Requirement:
How many lines of the listing below contain the word "fence"? Reply with the number only.

Data provided:
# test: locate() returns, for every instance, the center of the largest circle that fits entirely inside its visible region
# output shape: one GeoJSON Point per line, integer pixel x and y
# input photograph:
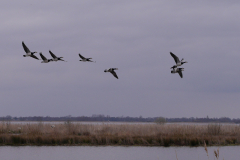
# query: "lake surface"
{"type": "Point", "coordinates": [115, 153]}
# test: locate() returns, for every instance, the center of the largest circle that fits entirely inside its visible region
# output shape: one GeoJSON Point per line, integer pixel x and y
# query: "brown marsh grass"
{"type": "Point", "coordinates": [119, 134]}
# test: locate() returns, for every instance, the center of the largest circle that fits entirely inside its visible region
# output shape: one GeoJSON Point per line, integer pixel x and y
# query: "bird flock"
{"type": "Point", "coordinates": [174, 68]}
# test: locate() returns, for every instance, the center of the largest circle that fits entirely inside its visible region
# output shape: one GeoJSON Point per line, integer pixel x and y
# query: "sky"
{"type": "Point", "coordinates": [134, 36]}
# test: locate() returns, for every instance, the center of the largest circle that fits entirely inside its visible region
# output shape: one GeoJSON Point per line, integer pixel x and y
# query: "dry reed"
{"type": "Point", "coordinates": [118, 134]}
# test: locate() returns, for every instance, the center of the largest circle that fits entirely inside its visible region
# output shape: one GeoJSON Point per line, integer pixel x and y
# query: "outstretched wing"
{"type": "Point", "coordinates": [53, 55]}
{"type": "Point", "coordinates": [81, 56]}
{"type": "Point", "coordinates": [25, 48]}
{"type": "Point", "coordinates": [33, 56]}
{"type": "Point", "coordinates": [114, 74]}
{"type": "Point", "coordinates": [42, 56]}
{"type": "Point", "coordinates": [180, 73]}
{"type": "Point", "coordinates": [175, 57]}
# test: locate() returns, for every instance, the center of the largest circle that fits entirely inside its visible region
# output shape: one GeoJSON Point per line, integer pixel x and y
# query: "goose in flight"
{"type": "Point", "coordinates": [28, 52]}
{"type": "Point", "coordinates": [45, 60]}
{"type": "Point", "coordinates": [83, 59]}
{"type": "Point", "coordinates": [178, 70]}
{"type": "Point", "coordinates": [111, 70]}
{"type": "Point", "coordinates": [178, 63]}
{"type": "Point", "coordinates": [55, 58]}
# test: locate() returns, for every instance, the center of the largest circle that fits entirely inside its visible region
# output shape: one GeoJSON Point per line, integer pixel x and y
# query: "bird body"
{"type": "Point", "coordinates": [83, 59]}
{"type": "Point", "coordinates": [28, 52]}
{"type": "Point", "coordinates": [111, 70]}
{"type": "Point", "coordinates": [178, 70]}
{"type": "Point", "coordinates": [55, 58]}
{"type": "Point", "coordinates": [45, 60]}
{"type": "Point", "coordinates": [176, 59]}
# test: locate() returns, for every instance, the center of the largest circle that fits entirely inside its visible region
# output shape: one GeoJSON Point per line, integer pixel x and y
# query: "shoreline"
{"type": "Point", "coordinates": [76, 134]}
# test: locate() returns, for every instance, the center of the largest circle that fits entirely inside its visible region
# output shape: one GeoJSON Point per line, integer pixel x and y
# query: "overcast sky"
{"type": "Point", "coordinates": [134, 36]}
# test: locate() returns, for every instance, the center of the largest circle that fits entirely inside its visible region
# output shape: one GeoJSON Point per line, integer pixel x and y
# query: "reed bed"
{"type": "Point", "coordinates": [119, 134]}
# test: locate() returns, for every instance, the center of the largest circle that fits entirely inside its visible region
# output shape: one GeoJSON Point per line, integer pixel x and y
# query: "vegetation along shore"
{"type": "Point", "coordinates": [68, 133]}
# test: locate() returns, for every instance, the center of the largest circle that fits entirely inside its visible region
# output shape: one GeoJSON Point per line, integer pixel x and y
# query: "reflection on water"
{"type": "Point", "coordinates": [115, 153]}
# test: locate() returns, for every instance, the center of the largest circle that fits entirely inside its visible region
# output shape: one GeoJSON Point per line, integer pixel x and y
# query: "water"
{"type": "Point", "coordinates": [115, 153]}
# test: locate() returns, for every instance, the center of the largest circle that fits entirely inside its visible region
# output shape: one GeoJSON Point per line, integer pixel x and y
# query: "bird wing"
{"type": "Point", "coordinates": [42, 56]}
{"type": "Point", "coordinates": [114, 74]}
{"type": "Point", "coordinates": [81, 56]}
{"type": "Point", "coordinates": [175, 57]}
{"type": "Point", "coordinates": [180, 73]}
{"type": "Point", "coordinates": [25, 48]}
{"type": "Point", "coordinates": [53, 55]}
{"type": "Point", "coordinates": [33, 56]}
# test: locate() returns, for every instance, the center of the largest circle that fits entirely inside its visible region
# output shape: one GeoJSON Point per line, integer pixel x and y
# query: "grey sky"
{"type": "Point", "coordinates": [135, 36]}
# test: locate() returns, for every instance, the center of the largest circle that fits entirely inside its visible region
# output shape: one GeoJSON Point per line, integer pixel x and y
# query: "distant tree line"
{"type": "Point", "coordinates": [103, 118]}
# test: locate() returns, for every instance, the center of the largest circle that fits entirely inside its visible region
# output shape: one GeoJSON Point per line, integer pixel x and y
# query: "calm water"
{"type": "Point", "coordinates": [115, 153]}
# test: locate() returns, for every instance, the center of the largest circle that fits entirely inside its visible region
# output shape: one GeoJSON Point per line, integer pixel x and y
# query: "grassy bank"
{"type": "Point", "coordinates": [116, 134]}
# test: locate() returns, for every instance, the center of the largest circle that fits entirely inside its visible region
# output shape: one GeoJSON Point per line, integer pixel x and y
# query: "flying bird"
{"type": "Point", "coordinates": [45, 60]}
{"type": "Point", "coordinates": [178, 70]}
{"type": "Point", "coordinates": [111, 70]}
{"type": "Point", "coordinates": [28, 52]}
{"type": "Point", "coordinates": [178, 62]}
{"type": "Point", "coordinates": [83, 59]}
{"type": "Point", "coordinates": [55, 58]}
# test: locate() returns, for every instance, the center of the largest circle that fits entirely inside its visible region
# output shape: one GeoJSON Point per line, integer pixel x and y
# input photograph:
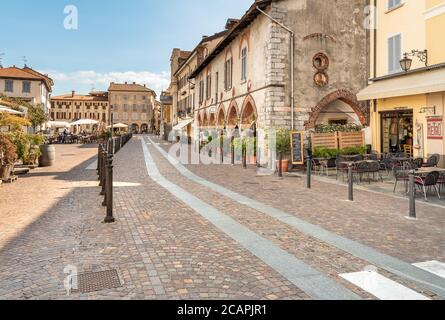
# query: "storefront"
{"type": "Point", "coordinates": [407, 113]}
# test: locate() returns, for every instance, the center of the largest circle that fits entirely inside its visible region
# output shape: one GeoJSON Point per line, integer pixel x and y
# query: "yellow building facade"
{"type": "Point", "coordinates": [407, 86]}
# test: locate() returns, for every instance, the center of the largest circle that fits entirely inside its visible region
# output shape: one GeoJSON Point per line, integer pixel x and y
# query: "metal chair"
{"type": "Point", "coordinates": [429, 181]}
{"type": "Point", "coordinates": [432, 161]}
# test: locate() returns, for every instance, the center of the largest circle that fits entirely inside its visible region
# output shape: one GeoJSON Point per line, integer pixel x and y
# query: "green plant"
{"type": "Point", "coordinates": [36, 116]}
{"type": "Point", "coordinates": [283, 142]}
{"type": "Point", "coordinates": [332, 128]}
{"type": "Point", "coordinates": [8, 151]}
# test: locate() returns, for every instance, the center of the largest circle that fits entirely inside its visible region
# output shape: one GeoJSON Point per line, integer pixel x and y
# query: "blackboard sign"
{"type": "Point", "coordinates": [297, 143]}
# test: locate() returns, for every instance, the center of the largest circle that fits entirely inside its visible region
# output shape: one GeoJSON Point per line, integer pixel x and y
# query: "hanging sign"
{"type": "Point", "coordinates": [435, 128]}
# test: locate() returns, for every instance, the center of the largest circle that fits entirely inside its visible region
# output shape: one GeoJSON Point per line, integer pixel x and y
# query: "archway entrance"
{"type": "Point", "coordinates": [339, 107]}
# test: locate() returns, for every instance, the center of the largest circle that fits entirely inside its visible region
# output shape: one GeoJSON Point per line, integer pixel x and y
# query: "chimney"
{"type": "Point", "coordinates": [231, 23]}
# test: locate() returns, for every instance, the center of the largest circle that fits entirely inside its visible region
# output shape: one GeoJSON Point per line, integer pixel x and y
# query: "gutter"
{"type": "Point", "coordinates": [292, 63]}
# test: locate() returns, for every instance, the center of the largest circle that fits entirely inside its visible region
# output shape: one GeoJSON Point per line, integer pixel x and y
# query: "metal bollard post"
{"type": "Point", "coordinates": [103, 171]}
{"type": "Point", "coordinates": [280, 166]}
{"type": "Point", "coordinates": [99, 164]}
{"type": "Point", "coordinates": [412, 196]}
{"type": "Point", "coordinates": [350, 183]}
{"type": "Point", "coordinates": [309, 172]}
{"type": "Point", "coordinates": [109, 194]}
{"type": "Point", "coordinates": [244, 156]}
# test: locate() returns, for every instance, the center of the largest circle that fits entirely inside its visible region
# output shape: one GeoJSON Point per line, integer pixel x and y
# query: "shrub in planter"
{"type": "Point", "coordinates": [8, 156]}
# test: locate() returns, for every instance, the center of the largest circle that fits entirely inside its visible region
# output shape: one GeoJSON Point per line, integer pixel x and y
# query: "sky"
{"type": "Point", "coordinates": [115, 40]}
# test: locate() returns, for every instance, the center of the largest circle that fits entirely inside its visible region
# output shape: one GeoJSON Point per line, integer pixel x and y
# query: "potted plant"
{"type": "Point", "coordinates": [283, 145]}
{"type": "Point", "coordinates": [8, 156]}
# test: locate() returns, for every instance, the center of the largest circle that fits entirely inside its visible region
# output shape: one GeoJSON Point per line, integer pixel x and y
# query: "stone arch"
{"type": "Point", "coordinates": [249, 114]}
{"type": "Point", "coordinates": [233, 115]}
{"type": "Point", "coordinates": [221, 117]}
{"type": "Point", "coordinates": [342, 95]}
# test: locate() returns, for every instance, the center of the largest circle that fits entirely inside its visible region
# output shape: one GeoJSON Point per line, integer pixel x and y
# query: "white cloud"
{"type": "Point", "coordinates": [155, 81]}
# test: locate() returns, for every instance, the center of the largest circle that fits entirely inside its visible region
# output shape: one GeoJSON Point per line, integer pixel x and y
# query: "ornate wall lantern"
{"type": "Point", "coordinates": [407, 62]}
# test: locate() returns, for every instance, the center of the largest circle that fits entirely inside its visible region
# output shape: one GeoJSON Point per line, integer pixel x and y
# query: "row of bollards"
{"type": "Point", "coordinates": [105, 171]}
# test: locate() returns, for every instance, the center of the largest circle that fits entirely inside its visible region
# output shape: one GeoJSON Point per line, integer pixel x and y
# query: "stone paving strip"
{"type": "Point", "coordinates": [393, 265]}
{"type": "Point", "coordinates": [321, 256]}
{"type": "Point", "coordinates": [317, 285]}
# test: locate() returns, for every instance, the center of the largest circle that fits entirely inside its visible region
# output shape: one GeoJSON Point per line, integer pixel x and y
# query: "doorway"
{"type": "Point", "coordinates": [397, 131]}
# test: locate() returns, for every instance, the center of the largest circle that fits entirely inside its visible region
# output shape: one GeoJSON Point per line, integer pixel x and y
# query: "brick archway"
{"type": "Point", "coordinates": [232, 115]}
{"type": "Point", "coordinates": [342, 95]}
{"type": "Point", "coordinates": [249, 114]}
{"type": "Point", "coordinates": [221, 117]}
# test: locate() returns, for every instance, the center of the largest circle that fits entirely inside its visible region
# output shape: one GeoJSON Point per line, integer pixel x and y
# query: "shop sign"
{"type": "Point", "coordinates": [435, 128]}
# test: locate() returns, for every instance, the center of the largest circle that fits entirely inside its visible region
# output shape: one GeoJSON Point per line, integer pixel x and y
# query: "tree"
{"type": "Point", "coordinates": [37, 116]}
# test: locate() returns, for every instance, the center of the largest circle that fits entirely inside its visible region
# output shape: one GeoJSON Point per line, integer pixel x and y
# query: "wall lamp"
{"type": "Point", "coordinates": [428, 110]}
{"type": "Point", "coordinates": [407, 62]}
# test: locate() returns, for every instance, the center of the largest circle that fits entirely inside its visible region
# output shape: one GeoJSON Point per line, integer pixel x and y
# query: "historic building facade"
{"type": "Point", "coordinates": [257, 78]}
{"type": "Point", "coordinates": [27, 85]}
{"type": "Point", "coordinates": [72, 107]}
{"type": "Point", "coordinates": [133, 104]}
{"type": "Point", "coordinates": [407, 86]}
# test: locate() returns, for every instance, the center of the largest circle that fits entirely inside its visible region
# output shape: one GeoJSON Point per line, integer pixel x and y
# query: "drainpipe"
{"type": "Point", "coordinates": [292, 62]}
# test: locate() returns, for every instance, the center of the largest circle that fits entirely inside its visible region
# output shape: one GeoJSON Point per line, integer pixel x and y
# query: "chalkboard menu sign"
{"type": "Point", "coordinates": [297, 142]}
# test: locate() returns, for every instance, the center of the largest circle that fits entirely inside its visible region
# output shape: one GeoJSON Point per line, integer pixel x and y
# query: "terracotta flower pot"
{"type": "Point", "coordinates": [284, 165]}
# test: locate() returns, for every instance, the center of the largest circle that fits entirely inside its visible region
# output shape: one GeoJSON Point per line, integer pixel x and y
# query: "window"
{"type": "Point", "coordinates": [244, 64]}
{"type": "Point", "coordinates": [209, 87]}
{"type": "Point", "coordinates": [201, 91]}
{"type": "Point", "coordinates": [26, 87]}
{"type": "Point", "coordinates": [393, 4]}
{"type": "Point", "coordinates": [228, 68]}
{"type": "Point", "coordinates": [394, 53]}
{"type": "Point", "coordinates": [9, 86]}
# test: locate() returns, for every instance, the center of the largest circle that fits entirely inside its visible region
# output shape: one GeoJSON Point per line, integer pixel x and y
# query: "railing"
{"type": "Point", "coordinates": [106, 152]}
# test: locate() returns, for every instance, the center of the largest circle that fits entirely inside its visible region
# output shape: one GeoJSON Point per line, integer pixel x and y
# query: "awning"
{"type": "Point", "coordinates": [405, 85]}
{"type": "Point", "coordinates": [182, 124]}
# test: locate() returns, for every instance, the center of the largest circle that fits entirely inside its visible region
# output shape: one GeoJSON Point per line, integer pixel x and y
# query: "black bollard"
{"type": "Point", "coordinates": [350, 183]}
{"type": "Point", "coordinates": [103, 170]}
{"type": "Point", "coordinates": [309, 172]}
{"type": "Point", "coordinates": [412, 196]}
{"type": "Point", "coordinates": [109, 193]}
{"type": "Point", "coordinates": [232, 147]}
{"type": "Point", "coordinates": [280, 166]}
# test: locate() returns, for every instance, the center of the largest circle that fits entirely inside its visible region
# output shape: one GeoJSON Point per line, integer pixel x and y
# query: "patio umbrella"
{"type": "Point", "coordinates": [118, 126]}
{"type": "Point", "coordinates": [57, 124]}
{"type": "Point", "coordinates": [10, 111]}
{"type": "Point", "coordinates": [84, 122]}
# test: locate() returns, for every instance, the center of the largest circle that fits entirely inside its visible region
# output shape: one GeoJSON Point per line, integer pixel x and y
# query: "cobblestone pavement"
{"type": "Point", "coordinates": [163, 249]}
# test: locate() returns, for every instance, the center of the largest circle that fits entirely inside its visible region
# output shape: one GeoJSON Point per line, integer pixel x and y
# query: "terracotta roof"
{"type": "Point", "coordinates": [80, 97]}
{"type": "Point", "coordinates": [26, 74]}
{"type": "Point", "coordinates": [239, 27]}
{"type": "Point", "coordinates": [131, 87]}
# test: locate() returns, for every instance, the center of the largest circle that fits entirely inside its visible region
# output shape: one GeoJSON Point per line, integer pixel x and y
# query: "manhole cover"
{"type": "Point", "coordinates": [98, 281]}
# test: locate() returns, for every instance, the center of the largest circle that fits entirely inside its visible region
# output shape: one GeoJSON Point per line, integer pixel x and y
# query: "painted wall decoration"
{"type": "Point", "coordinates": [435, 128]}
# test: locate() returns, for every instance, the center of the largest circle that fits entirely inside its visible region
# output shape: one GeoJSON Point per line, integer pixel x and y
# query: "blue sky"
{"type": "Point", "coordinates": [116, 41]}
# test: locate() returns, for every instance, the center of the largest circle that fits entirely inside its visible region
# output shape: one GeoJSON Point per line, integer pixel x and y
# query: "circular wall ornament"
{"type": "Point", "coordinates": [321, 79]}
{"type": "Point", "coordinates": [320, 61]}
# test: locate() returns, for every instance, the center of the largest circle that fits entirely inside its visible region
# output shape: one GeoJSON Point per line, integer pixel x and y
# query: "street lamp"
{"type": "Point", "coordinates": [407, 62]}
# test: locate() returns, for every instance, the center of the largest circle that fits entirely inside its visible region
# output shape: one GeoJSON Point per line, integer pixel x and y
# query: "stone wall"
{"type": "Point", "coordinates": [335, 28]}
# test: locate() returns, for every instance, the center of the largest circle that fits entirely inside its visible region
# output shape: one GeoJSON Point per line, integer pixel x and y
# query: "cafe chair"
{"type": "Point", "coordinates": [431, 180]}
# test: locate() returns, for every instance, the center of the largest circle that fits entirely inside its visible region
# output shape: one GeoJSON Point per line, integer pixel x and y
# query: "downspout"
{"type": "Point", "coordinates": [292, 63]}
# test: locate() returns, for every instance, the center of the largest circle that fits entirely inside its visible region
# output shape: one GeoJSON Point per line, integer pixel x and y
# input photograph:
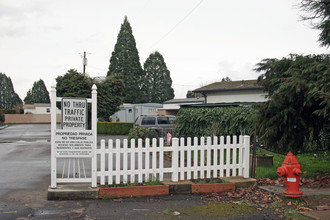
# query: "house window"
{"type": "Point", "coordinates": [162, 120]}
{"type": "Point", "coordinates": [148, 121]}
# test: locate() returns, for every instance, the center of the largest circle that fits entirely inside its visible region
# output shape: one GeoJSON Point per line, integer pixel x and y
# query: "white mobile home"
{"type": "Point", "coordinates": [129, 112]}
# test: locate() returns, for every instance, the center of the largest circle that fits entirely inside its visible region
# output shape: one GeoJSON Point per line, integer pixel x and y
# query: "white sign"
{"type": "Point", "coordinates": [74, 114]}
{"type": "Point", "coordinates": [74, 144]}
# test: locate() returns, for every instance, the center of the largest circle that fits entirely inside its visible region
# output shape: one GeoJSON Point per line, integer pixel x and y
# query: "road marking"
{"type": "Point", "coordinates": [8, 212]}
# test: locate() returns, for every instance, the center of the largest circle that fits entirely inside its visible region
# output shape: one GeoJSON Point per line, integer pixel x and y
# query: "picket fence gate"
{"type": "Point", "coordinates": [122, 163]}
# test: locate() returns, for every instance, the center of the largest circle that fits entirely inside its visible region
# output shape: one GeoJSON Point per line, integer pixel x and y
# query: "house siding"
{"type": "Point", "coordinates": [236, 96]}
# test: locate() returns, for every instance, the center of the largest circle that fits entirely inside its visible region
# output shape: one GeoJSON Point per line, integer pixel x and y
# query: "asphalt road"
{"type": "Point", "coordinates": [25, 177]}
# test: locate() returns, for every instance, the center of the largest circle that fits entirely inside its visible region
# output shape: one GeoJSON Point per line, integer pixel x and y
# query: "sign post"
{"type": "Point", "coordinates": [73, 140]}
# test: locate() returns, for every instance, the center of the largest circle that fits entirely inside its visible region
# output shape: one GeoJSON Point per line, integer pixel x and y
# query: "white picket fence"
{"type": "Point", "coordinates": [213, 158]}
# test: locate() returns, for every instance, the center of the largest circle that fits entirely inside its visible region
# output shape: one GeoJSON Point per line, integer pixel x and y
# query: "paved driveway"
{"type": "Point", "coordinates": [25, 177]}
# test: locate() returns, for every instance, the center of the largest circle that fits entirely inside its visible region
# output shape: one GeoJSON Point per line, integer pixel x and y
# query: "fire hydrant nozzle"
{"type": "Point", "coordinates": [291, 171]}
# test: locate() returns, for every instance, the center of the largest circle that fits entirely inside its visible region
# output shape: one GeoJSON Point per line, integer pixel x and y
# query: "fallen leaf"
{"type": "Point", "coordinates": [305, 208]}
{"type": "Point", "coordinates": [323, 207]}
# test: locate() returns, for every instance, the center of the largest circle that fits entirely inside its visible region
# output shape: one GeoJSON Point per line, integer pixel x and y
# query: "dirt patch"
{"type": "Point", "coordinates": [316, 182]}
{"type": "Point", "coordinates": [205, 181]}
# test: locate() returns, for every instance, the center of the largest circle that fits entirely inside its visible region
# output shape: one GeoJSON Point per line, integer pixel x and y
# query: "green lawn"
{"type": "Point", "coordinates": [313, 164]}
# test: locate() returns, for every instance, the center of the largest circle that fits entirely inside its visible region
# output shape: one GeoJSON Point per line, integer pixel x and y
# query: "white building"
{"type": "Point", "coordinates": [130, 112]}
{"type": "Point", "coordinates": [38, 108]}
{"type": "Point", "coordinates": [236, 93]}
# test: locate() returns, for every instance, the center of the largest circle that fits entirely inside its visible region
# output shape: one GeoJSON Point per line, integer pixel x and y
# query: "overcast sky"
{"type": "Point", "coordinates": [201, 41]}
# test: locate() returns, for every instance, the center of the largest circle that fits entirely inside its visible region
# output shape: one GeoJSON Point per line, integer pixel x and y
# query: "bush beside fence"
{"type": "Point", "coordinates": [114, 128]}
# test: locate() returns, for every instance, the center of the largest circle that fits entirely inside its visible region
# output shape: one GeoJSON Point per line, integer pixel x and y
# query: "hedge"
{"type": "Point", "coordinates": [114, 128]}
{"type": "Point", "coordinates": [9, 111]}
{"type": "Point", "coordinates": [218, 121]}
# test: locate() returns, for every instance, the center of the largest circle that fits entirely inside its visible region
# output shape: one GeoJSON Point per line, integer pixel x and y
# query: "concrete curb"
{"type": "Point", "coordinates": [84, 191]}
{"type": "Point", "coordinates": [73, 192]}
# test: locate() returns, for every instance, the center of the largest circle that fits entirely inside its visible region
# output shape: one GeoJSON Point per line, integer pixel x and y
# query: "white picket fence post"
{"type": "Point", "coordinates": [53, 183]}
{"type": "Point", "coordinates": [210, 159]}
{"type": "Point", "coordinates": [94, 128]}
{"type": "Point", "coordinates": [175, 159]}
{"type": "Point", "coordinates": [246, 156]}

Task solution:
4